- [Metin bölümü]
++++++++

• Sonuç bulunamadı

SİERRA LEONE ÖZEL MAHKEMESİ’NDE ÇOCUK ASKERLER

BM ve Sierra Leone hükümeti tarafından hazırlanan özel bir statü ile kurulan Sierra Leone Özel Mahkemesi, Statü’nün 4. maddesinin c bendinde, uluslararası insani hukukun ağır bir şekilde ihlali kapsamında, “15 yaş altı çocukları asker olarak kullanmak ve aktif olarak düşmanlıklara katılmalarına neden olmak” olarak belirlenen suçlar hakkında yargılama yetkisine sahip olmuştur. Bununla birlikte Statü’nün 5(a) maddesinde ulusal yasalara aykırı olarak 14 yaşın altındaki kız çocuklarını istismar etmek de mahkemenin yargılama yetkisi içine girmiştir. Daha önce de bahsedildiği üzere mahkeme sadece 1996 yılından itibaren işlenen suçlara bakmakla ve en fazla sorumluluk taşıyan kişileri yargılamakla görevlendirilmiştir (Statute of SCSL, 2002). Bu kapsamda statüde belirlenen suçları işleyen ve yargılanmasına karar verilen 13 kişinin tamamı çocuk asker kullanımı ile suçlanmıştır.

Sierra Leone Özel Mahkemesi 15 ve 18 yaşları arasındaki gençler hakkında yargı yetkisini açıkça ilan eden ve çatışma sırasında çocuk asker kullanma suçundan bireyleri yargılayan ilk uluslararası mahkemedir. Ancak statü bu yaş aralığındaki gençlerin cezalarını diğerlerinden ayırarak “bakım, rehberlik ve denetim emirleri, toplum hizmeti emirleri, danışmanlık, koruyucu bakım, düzeltme, eğitim ve mesleki eğitim programları” gibi önlemlerle sınırlandırmıştır. Roma Statüsünün 26. maddesi 18 yaş altındakilerin yargılanamayacağını öngörmekte olduğu için bu karar hukukçular arasında ikilik çıkmasına sebep olmuştur. Ancak mahkemede yargılanan 13 kişi arasında 15-18 yaş aralığında kimse bulunmamaktadır.

++++++++

- [Alıştırma A]
Sierra Leone Özel Mahkemesi'ndeki çocuk askerler üzerine olan metinden "BM ve Sierra" ifadesinden "kullanımı ile suçlanmıştır." ifadesine kadar uzanan kısmı aynen alıntılayın.

++++++++

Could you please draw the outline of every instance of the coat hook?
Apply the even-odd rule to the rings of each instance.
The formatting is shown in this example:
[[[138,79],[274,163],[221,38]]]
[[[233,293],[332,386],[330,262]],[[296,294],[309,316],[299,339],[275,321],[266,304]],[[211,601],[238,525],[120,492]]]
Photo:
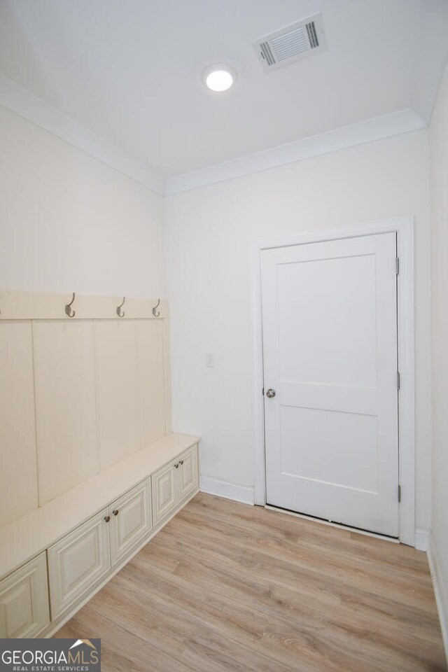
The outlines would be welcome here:
[[[160,314],[160,311],[157,310],[157,309],[160,305],[160,299],[159,299],[158,302],[155,304],[155,305],[153,308],[153,315],[154,316],[154,317],[158,317],[159,315]]]
[[[121,302],[119,306],[117,306],[117,315],[118,317],[125,316],[125,311],[122,310],[122,307],[125,305],[125,301],[126,300],[126,297],[123,296],[123,300]]]
[[[71,301],[70,302],[70,303],[67,303],[66,306],[65,307],[65,314],[66,315],[68,315],[69,317],[74,317],[75,315],[76,314],[75,311],[71,309],[71,304],[74,300],[75,300],[75,293],[74,292],[73,296],[71,297]]]

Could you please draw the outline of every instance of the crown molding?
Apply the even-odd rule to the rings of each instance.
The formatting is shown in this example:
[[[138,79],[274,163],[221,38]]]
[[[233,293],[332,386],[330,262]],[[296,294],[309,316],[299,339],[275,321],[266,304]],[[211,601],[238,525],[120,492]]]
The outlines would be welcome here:
[[[424,120],[414,110],[400,110],[194,172],[169,178],[165,182],[164,194],[165,196],[177,194],[426,127]]]
[[[111,145],[3,75],[0,75],[0,105],[165,196],[426,127],[425,121],[414,110],[400,110],[165,181],[137,159]]]
[[[0,75],[0,104],[136,182],[163,194],[163,178],[144,164],[3,75]]]

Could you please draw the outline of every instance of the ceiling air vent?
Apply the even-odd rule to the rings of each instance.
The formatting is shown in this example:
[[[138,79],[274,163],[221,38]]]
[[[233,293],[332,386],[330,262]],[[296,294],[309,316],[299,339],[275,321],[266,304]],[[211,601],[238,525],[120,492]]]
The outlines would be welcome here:
[[[252,43],[265,72],[299,61],[327,48],[322,15],[286,26]]]

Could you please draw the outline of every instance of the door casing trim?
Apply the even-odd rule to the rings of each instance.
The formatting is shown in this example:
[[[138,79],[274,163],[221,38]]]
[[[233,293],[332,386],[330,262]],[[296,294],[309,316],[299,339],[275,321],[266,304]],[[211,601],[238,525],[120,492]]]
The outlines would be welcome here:
[[[344,238],[396,232],[400,258],[398,276],[398,370],[400,374],[398,430],[399,539],[415,546],[415,332],[414,309],[414,216],[396,217],[344,227],[321,229],[298,235],[255,240],[251,246],[251,300],[253,335],[254,498],[266,505],[261,252]]]

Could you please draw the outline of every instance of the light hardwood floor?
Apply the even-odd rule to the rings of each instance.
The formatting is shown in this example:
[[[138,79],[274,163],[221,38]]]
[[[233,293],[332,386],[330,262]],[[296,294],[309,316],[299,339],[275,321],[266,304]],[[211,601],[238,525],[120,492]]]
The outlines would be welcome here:
[[[424,553],[202,493],[55,636],[103,672],[447,669]]]

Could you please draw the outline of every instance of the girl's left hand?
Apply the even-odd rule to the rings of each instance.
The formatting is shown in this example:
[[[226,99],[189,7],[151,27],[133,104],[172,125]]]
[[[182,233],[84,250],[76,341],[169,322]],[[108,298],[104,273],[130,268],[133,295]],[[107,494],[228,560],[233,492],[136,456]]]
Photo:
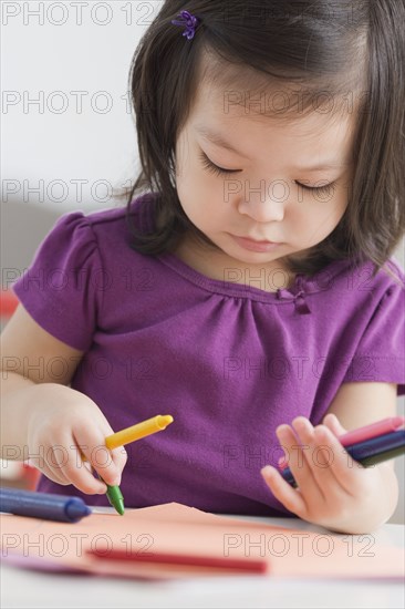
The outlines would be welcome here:
[[[280,425],[276,433],[298,488],[267,465],[261,474],[274,497],[300,518],[338,531],[368,533],[373,513],[377,518],[384,514],[374,528],[383,524],[386,464],[365,468],[354,461],[336,437],[346,430],[334,414],[316,427],[298,416],[292,427]]]

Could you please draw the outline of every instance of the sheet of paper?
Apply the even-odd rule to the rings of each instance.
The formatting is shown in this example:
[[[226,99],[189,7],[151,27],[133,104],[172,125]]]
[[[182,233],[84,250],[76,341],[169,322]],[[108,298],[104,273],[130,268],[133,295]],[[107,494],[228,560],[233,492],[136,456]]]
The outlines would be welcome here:
[[[211,567],[110,560],[87,550],[262,559],[264,577],[403,578],[401,548],[373,535],[320,534],[207,514],[180,504],[93,514],[76,524],[0,515],[2,558],[20,567],[172,579],[242,574]],[[250,574],[251,576],[251,574]]]

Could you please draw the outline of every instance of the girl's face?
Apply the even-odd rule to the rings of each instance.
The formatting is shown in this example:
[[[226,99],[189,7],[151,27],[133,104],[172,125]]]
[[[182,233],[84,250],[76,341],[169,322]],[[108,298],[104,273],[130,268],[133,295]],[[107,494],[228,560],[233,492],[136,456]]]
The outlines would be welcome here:
[[[351,115],[278,122],[258,113],[258,97],[247,92],[232,105],[229,93],[239,92],[200,85],[176,145],[178,197],[219,248],[202,248],[212,264],[282,268],[283,257],[322,241],[344,214]]]

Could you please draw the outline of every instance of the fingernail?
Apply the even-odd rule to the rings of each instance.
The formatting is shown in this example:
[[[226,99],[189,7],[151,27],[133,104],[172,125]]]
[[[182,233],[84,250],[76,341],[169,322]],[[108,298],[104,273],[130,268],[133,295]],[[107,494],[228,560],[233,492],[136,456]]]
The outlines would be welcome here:
[[[273,467],[271,465],[264,465],[264,467],[261,468],[260,473],[266,475],[271,475],[273,472]]]

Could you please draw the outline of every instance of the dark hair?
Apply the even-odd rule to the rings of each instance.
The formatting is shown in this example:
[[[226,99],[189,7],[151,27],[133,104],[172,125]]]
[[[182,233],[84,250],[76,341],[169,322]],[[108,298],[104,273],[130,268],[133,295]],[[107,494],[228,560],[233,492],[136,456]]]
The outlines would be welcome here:
[[[172,24],[181,10],[200,20],[193,40]],[[142,166],[121,195],[127,199],[132,247],[158,255],[186,230],[211,244],[183,211],[174,182],[176,138],[199,82],[224,90],[235,90],[235,83],[250,91],[299,86],[302,114],[325,112],[319,103],[324,97],[332,101],[331,115],[355,114],[353,179],[332,234],[305,258],[288,256],[285,264],[292,272],[313,275],[336,259],[350,259],[353,267],[371,260],[375,275],[405,226],[404,22],[403,0],[166,0],[129,72]],[[204,56],[209,62],[202,74]],[[289,121],[292,110],[269,114]],[[147,192],[155,194],[155,218],[162,223],[141,234],[131,224],[131,203]]]

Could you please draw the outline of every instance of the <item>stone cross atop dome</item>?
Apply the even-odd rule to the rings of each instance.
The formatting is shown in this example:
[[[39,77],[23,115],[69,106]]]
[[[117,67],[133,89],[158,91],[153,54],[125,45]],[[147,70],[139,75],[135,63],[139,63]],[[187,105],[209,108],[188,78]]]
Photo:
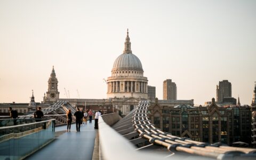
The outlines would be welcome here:
[[[124,43],[124,53],[132,53],[131,49],[131,42],[130,42],[129,32],[127,29],[127,36],[125,38],[125,42]]]

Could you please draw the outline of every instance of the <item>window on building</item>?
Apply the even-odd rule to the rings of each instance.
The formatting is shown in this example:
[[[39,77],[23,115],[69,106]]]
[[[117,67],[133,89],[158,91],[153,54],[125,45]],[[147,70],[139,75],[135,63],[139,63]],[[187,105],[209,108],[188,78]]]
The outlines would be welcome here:
[[[196,122],[198,122],[198,117],[195,117],[195,120],[196,121]]]
[[[180,136],[180,131],[177,131],[177,132],[176,132],[176,134],[177,134],[177,135]]]
[[[160,117],[154,117],[154,124],[156,126],[156,127],[160,127]]]
[[[191,129],[194,129],[195,128],[195,124],[191,124]]]
[[[180,124],[177,124],[176,125],[176,126],[177,126],[177,129],[179,129],[179,128],[180,128]]]
[[[163,125],[169,124],[169,117],[163,116]]]
[[[201,113],[202,115],[206,115],[207,110],[201,110]]]
[[[172,129],[175,129],[175,128],[176,128],[175,124],[173,124],[172,127]]]
[[[239,108],[234,108],[234,116],[239,116]]]
[[[172,122],[175,122],[175,117],[172,117]]]
[[[202,118],[203,121],[209,121],[209,117],[203,117]]]

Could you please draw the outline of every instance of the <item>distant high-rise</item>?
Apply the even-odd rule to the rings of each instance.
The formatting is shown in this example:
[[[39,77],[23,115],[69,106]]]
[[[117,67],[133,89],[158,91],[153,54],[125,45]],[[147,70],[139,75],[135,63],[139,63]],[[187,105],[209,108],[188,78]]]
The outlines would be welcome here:
[[[216,97],[219,103],[223,102],[224,97],[232,97],[231,83],[228,80],[219,82],[219,86],[217,85],[216,89]]]
[[[166,79],[163,83],[163,99],[164,100],[177,100],[177,87],[172,79]]]
[[[253,90],[253,96],[252,97],[252,106],[256,106],[256,82],[254,82],[254,90]]]
[[[156,87],[148,85],[148,99],[154,101],[156,99]]]

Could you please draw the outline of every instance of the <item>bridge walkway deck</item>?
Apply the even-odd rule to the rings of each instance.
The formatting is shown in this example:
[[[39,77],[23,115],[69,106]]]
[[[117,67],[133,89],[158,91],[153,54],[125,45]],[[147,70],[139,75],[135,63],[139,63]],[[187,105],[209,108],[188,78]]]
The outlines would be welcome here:
[[[77,132],[76,124],[71,125],[70,132],[65,132],[53,142],[26,159],[92,159],[95,132],[94,122],[81,125]],[[65,132],[67,126],[55,127],[55,132]]]

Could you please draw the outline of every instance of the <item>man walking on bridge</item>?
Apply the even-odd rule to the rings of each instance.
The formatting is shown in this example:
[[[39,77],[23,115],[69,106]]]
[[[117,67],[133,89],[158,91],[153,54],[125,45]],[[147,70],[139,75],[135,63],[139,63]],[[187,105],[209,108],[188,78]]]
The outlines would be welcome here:
[[[81,119],[83,118],[83,114],[80,111],[79,108],[77,108],[77,111],[75,113],[74,115],[76,117],[76,132],[80,132],[80,125],[81,125]]]
[[[41,122],[44,116],[44,113],[41,111],[41,109],[42,108],[39,107],[37,110],[34,113],[34,118],[36,119],[36,122]]]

++++++++

- [Alıştırma B]
Kayıtlarda "girl" dizesini içeren her satırı gösterin. Büyük ve küçük harf ayrımı dikkate alınsın.

- [Görev yanıtı A]
BM ve Sierra Leone hükümeti tarafından hazırlanan özel bir statü ile kurulan Sierra Leone Özel Mahkemesi, Statü’nün 4. maddesinin c bendinde, uluslararası insani hukukun ağır bir şekilde ihlali kapsamında, “15 yaş altı çocukları asker olarak kullanmak ve aktif olarak düşmanlıklara katılmalarına neden olmak” olarak belirlenen suçlar hakkında yargılama yetkisine sahip olmuştur. Bununla birlikte Statü’nün 5(a) maddesinde ulusal yasalara aykırı olarak 14 yaşın altındaki kız çocuklarını istismar etmek de mahkemenin yargılama yetkisi içine girmiştir. Daha önce de bahsedildiği üzere mahkeme sadece 1996 yılından itibaren işlenen suçlara bakmakla ve en fazla sorumluluk taşıyan kişileri yargılamakla görevlendirilmiştir (Statute of SCSL, 2002). Bu kapsamda statüde belirlenen suçları işleyen ve yargılanmasına karar verilen 13 kişinin tamamı çocuk asker kullanımı ile suçlanmıştır.

- [Görev yanıtı B]
Could you please draw the outline of every instance of the girl's left hand?
Could you please draw the outline of every instance of the girl's face?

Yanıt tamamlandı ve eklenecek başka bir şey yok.